Exercise requirements
The answer must be a single number: the count of lines in the listing that hold the string "flower".
────────────────────
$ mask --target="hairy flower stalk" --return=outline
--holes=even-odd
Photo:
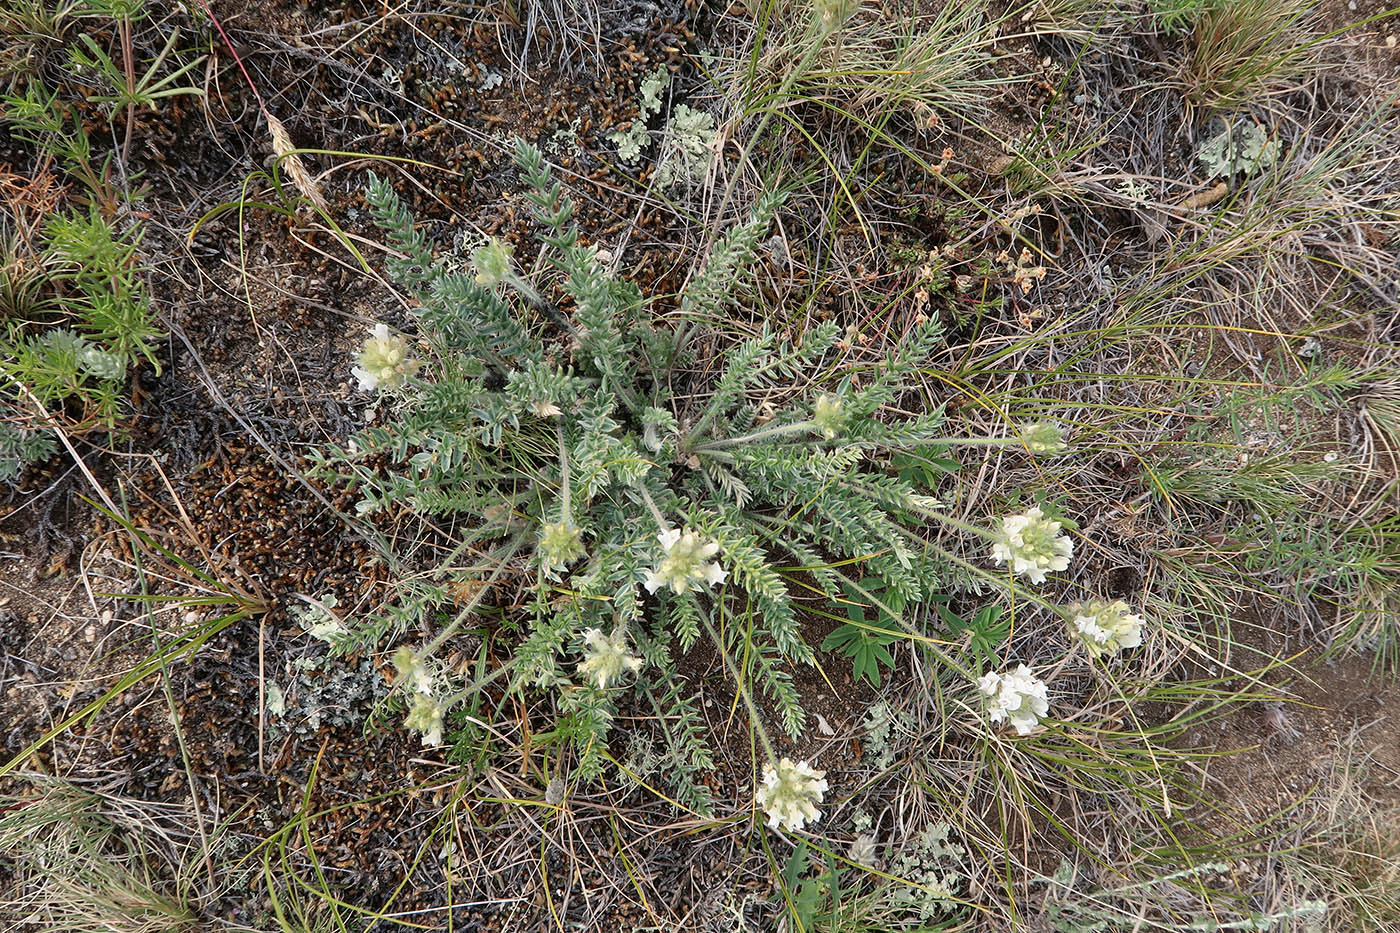
[[[648,593],[655,593],[663,586],[669,586],[677,595],[692,586],[713,586],[723,583],[729,574],[710,558],[719,553],[719,545],[713,541],[702,541],[690,529],[684,532],[668,528],[656,536],[661,542],[661,563],[647,573],[642,585]]]
[[[822,818],[817,804],[822,802],[826,789],[825,771],[818,771],[805,761],[783,758],[776,766],[764,769],[754,801],[768,814],[770,828],[799,830]]]
[[[1032,583],[1044,583],[1046,571],[1065,570],[1074,556],[1074,542],[1060,534],[1060,523],[1046,518],[1039,506],[1003,518],[996,538],[992,559],[998,565],[1009,562],[1013,573]]]
[[[358,362],[351,372],[360,381],[361,392],[396,388],[418,369],[418,361],[409,356],[408,341],[391,336],[385,324],[374,325]]]
[[[984,674],[977,678],[977,689],[987,698],[988,718],[994,723],[1009,722],[1017,735],[1029,735],[1050,711],[1045,681],[1024,664],[1005,674]]]
[[[621,678],[626,671],[635,674],[645,663],[632,654],[627,636],[621,632],[604,635],[601,629],[591,628],[583,633],[583,641],[583,660],[579,662],[578,673],[599,690],[608,689],[608,684]]]
[[[1128,608],[1121,599],[1111,603],[1096,599],[1087,606],[1075,603],[1069,607],[1070,630],[1096,658],[1136,648],[1142,644],[1142,616]]]

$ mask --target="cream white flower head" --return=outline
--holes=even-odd
[[[658,534],[656,540],[661,542],[663,554],[661,563],[642,581],[648,593],[655,593],[663,586],[669,586],[677,594],[684,593],[692,586],[723,583],[729,576],[719,564],[709,562],[719,553],[719,545],[702,541],[690,529],[682,533],[671,528]]]
[[[988,718],[994,723],[1009,722],[1017,735],[1029,735],[1050,711],[1045,681],[1024,664],[1005,674],[984,674],[977,678],[977,689],[987,699]]]
[[[351,372],[359,380],[361,392],[395,388],[418,368],[418,361],[409,356],[408,341],[390,334],[386,324],[374,325],[360,350],[358,364]]]
[[[1065,432],[1053,421],[1037,421],[1021,426],[1021,443],[1033,454],[1054,456],[1069,449]]]
[[[422,657],[408,645],[400,645],[394,652],[392,658],[394,670],[399,673],[399,683],[408,688],[411,693],[421,693],[428,695],[433,692],[433,681],[435,672],[428,663],[428,659]]]
[[[812,405],[812,423],[817,426],[822,437],[835,440],[846,426],[846,406],[839,396],[821,395]]]
[[[784,758],[776,767],[764,769],[754,801],[768,814],[771,828],[798,830],[822,818],[817,804],[826,795],[826,788],[825,771],[818,771],[805,761]]]
[[[635,674],[645,663],[632,654],[627,636],[621,633],[605,635],[601,629],[591,628],[583,633],[583,641],[583,660],[578,664],[578,673],[599,690],[606,690],[624,671]]]
[[[1129,612],[1121,599],[1111,603],[1095,599],[1087,606],[1075,603],[1069,608],[1070,630],[1096,658],[1142,644],[1142,616]]]
[[[1039,506],[1003,518],[992,545],[992,558],[998,564],[1010,562],[1014,573],[1032,583],[1044,583],[1046,571],[1068,568],[1072,556],[1074,542],[1060,534],[1060,523],[1046,518]]]
[[[447,708],[437,700],[423,693],[415,693],[404,725],[422,733],[424,745],[441,745],[442,717],[446,712]]]

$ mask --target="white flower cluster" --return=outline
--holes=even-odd
[[[1087,606],[1075,603],[1069,610],[1071,631],[1096,658],[1142,644],[1142,616],[1129,612],[1121,599],[1111,603],[1095,599]]]
[[[647,573],[642,585],[648,593],[655,593],[663,586],[669,586],[676,594],[684,593],[692,586],[713,586],[723,583],[729,576],[717,563],[709,562],[719,553],[719,545],[713,541],[702,541],[690,529],[684,533],[674,528],[656,536],[664,552],[661,563]]]
[[[374,325],[358,363],[351,372],[359,380],[361,392],[396,388],[418,369],[418,361],[409,356],[408,341],[390,335],[386,324]]]
[[[443,706],[432,697],[415,693],[413,695],[413,705],[408,709],[408,717],[403,724],[414,732],[422,733],[424,745],[442,744],[442,717],[447,712],[447,707]]]
[[[1060,523],[1046,518],[1039,506],[1022,515],[1001,520],[1001,532],[992,545],[992,558],[1010,563],[1011,570],[1032,583],[1044,583],[1048,570],[1064,570],[1074,556],[1074,542],[1060,533]]]
[[[433,696],[437,672],[427,658],[407,645],[400,646],[392,660],[399,674],[398,682],[413,694],[404,725],[420,733],[424,745],[441,745],[442,718],[447,713],[447,705]]]
[[[754,793],[759,809],[768,814],[773,829],[798,830],[822,818],[817,804],[826,794],[826,772],[818,771],[805,761],[791,758],[780,760],[776,767],[763,772]]]
[[[645,663],[632,654],[627,636],[620,632],[604,635],[601,629],[591,628],[583,633],[583,641],[583,660],[579,662],[578,673],[599,690],[608,689],[608,684],[619,679],[624,671],[635,674]]]
[[[1005,674],[993,671],[977,678],[977,689],[987,698],[992,722],[1009,722],[1017,735],[1030,735],[1040,717],[1050,712],[1045,681],[1024,664]]]

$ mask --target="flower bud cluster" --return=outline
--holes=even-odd
[[[583,529],[567,517],[558,522],[545,522],[540,526],[536,553],[544,575],[551,580],[559,579],[560,571],[587,553],[583,546]]]
[[[1037,421],[1021,428],[1021,443],[1033,454],[1053,457],[1069,449],[1065,432],[1052,421]]]
[[[836,435],[846,426],[846,411],[841,399],[835,395],[819,396],[816,404],[812,406],[812,423],[817,426],[822,437],[829,441],[835,440]]]
[[[476,284],[483,288],[495,288],[514,278],[511,256],[514,252],[510,244],[492,237],[484,246],[472,252],[472,268],[476,270]]]

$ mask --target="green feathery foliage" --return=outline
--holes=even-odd
[[[681,657],[723,631],[718,647],[742,658],[753,695],[771,701],[795,737],[805,717],[794,667],[815,652],[791,571],[779,568],[817,567],[804,582],[833,598],[838,561],[863,562],[860,576],[901,605],[941,586],[945,562],[929,559],[911,531],[911,517],[933,502],[888,472],[884,452],[936,441],[942,419],[881,417],[939,328],[913,322],[901,349],[859,385],[850,376],[812,384],[828,369],[835,324],[800,340],[764,329],[707,382],[678,365],[681,335],[739,303],[782,197],[760,198],[750,219],[718,238],[682,296],[685,328],[675,330],[653,321],[636,286],[582,243],[574,205],[539,151],[521,143],[516,162],[541,227],[541,272],[482,277],[507,283],[501,292],[430,261],[398,197],[371,177],[373,216],[406,257],[391,271],[420,302],[431,358],[393,387],[386,423],[324,451],[320,472],[357,489],[362,513],[392,506],[454,519],[474,550],[497,548],[498,573],[528,581],[523,617],[505,613],[521,633],[508,673],[516,690],[557,692],[552,737],[573,743],[575,777],[601,771],[609,723],[630,696],[656,707],[678,799],[705,809],[698,774],[712,761]],[[760,393],[785,407],[761,421]],[[419,579],[341,647],[436,631],[415,654],[430,664],[445,637],[433,620],[445,609]],[[451,705],[458,687],[431,690]]]
[[[161,333],[140,261],[141,225],[118,207],[110,157],[94,160],[77,113],[36,82],[22,95],[0,95],[0,115],[8,133],[62,166],[86,201],[38,218],[32,248],[0,218],[0,420],[8,438],[0,441],[0,478],[13,479],[54,451],[51,417],[70,431],[114,428],[129,371],[143,361],[160,370]]]

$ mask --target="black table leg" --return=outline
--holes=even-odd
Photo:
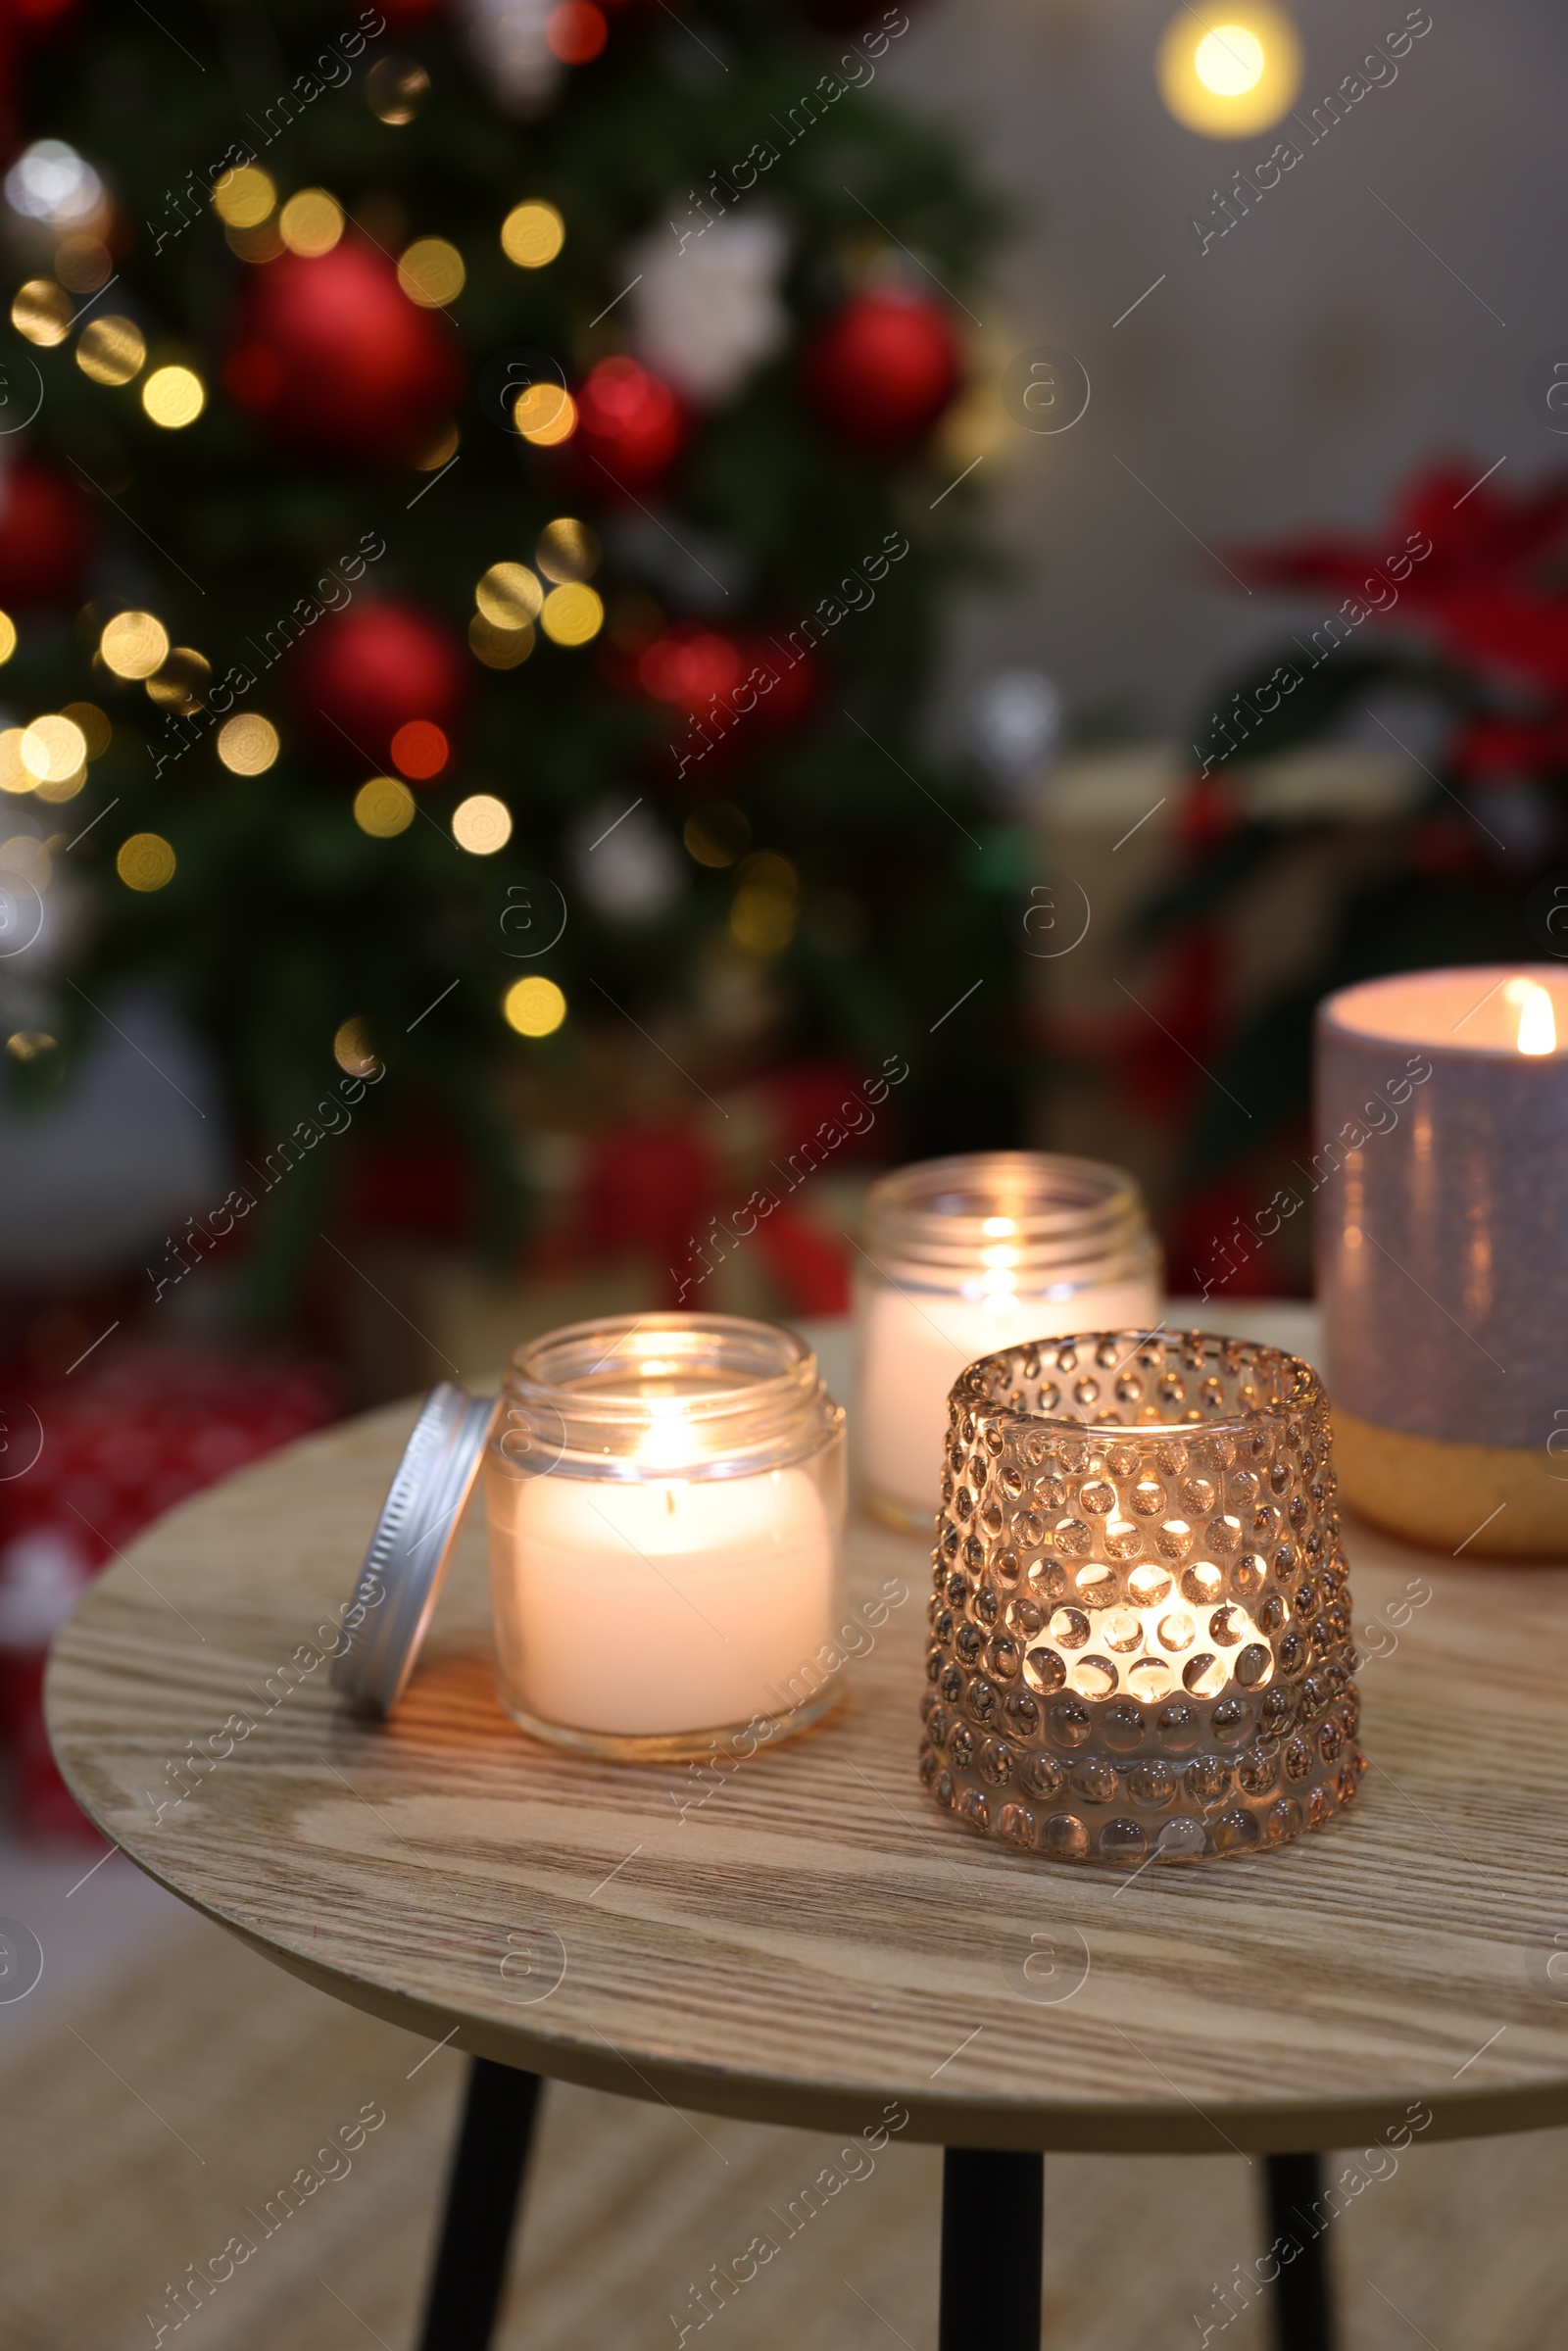
[[[1334,2309],[1323,2243],[1330,2209],[1320,2155],[1268,2158],[1269,2245],[1279,2248],[1280,2263],[1271,2289],[1276,2351],[1334,2351]],[[1295,2256],[1287,2260],[1292,2246]]]
[[[949,2147],[942,2159],[939,2351],[1040,2351],[1046,2159]]]
[[[419,2351],[489,2351],[538,2106],[537,2074],[474,2059]]]

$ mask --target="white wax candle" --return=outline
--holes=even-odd
[[[1160,1299],[1154,1276],[1140,1274],[1061,1298],[1006,1290],[956,1298],[877,1287],[862,1311],[860,1479],[877,1499],[922,1518],[941,1500],[948,1392],[966,1363],[1026,1339],[1148,1330],[1159,1318]]]
[[[803,1468],[493,1473],[503,1684],[543,1722],[628,1737],[786,1711],[820,1686],[813,1660],[833,1634],[829,1508]]]

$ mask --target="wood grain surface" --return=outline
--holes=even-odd
[[[1289,1317],[1245,1327],[1303,1344]],[[924,1795],[928,1552],[866,1526],[852,1599],[907,1599],[837,1714],[733,1768],[518,1733],[471,1522],[403,1710],[345,1715],[303,1660],[413,1415],[185,1504],[51,1668],[57,1751],[105,1835],[265,1956],[458,2049],[815,2129],[891,2106],[905,2143],[1224,2153],[1343,2147],[1411,2110],[1429,2139],[1568,2122],[1568,1570],[1351,1526],[1354,1810],[1129,1877],[1009,1853]],[[192,1763],[231,1716],[255,1728]]]

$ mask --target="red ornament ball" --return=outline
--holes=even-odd
[[[246,296],[223,383],[274,439],[367,465],[410,465],[430,447],[464,388],[462,349],[384,254],[355,236],[281,254],[250,272]]]
[[[686,430],[686,412],[662,376],[617,354],[591,368],[578,392],[571,446],[601,497],[617,486],[640,493],[669,471]]]
[[[816,707],[821,682],[808,649],[697,620],[677,620],[637,661],[638,685],[674,721],[677,776],[691,789],[732,758],[760,751],[767,736],[799,726]]]
[[[318,622],[293,657],[290,681],[303,725],[345,767],[399,766],[423,782],[439,774],[421,755],[450,738],[467,674],[460,640],[446,622],[412,604],[356,605]],[[419,770],[423,769],[420,774]]]
[[[86,502],[37,457],[0,472],[0,605],[71,604],[91,551]]]
[[[812,334],[802,380],[835,440],[897,457],[925,439],[957,390],[958,346],[919,295],[858,294]]]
────────────────────
Written answer
4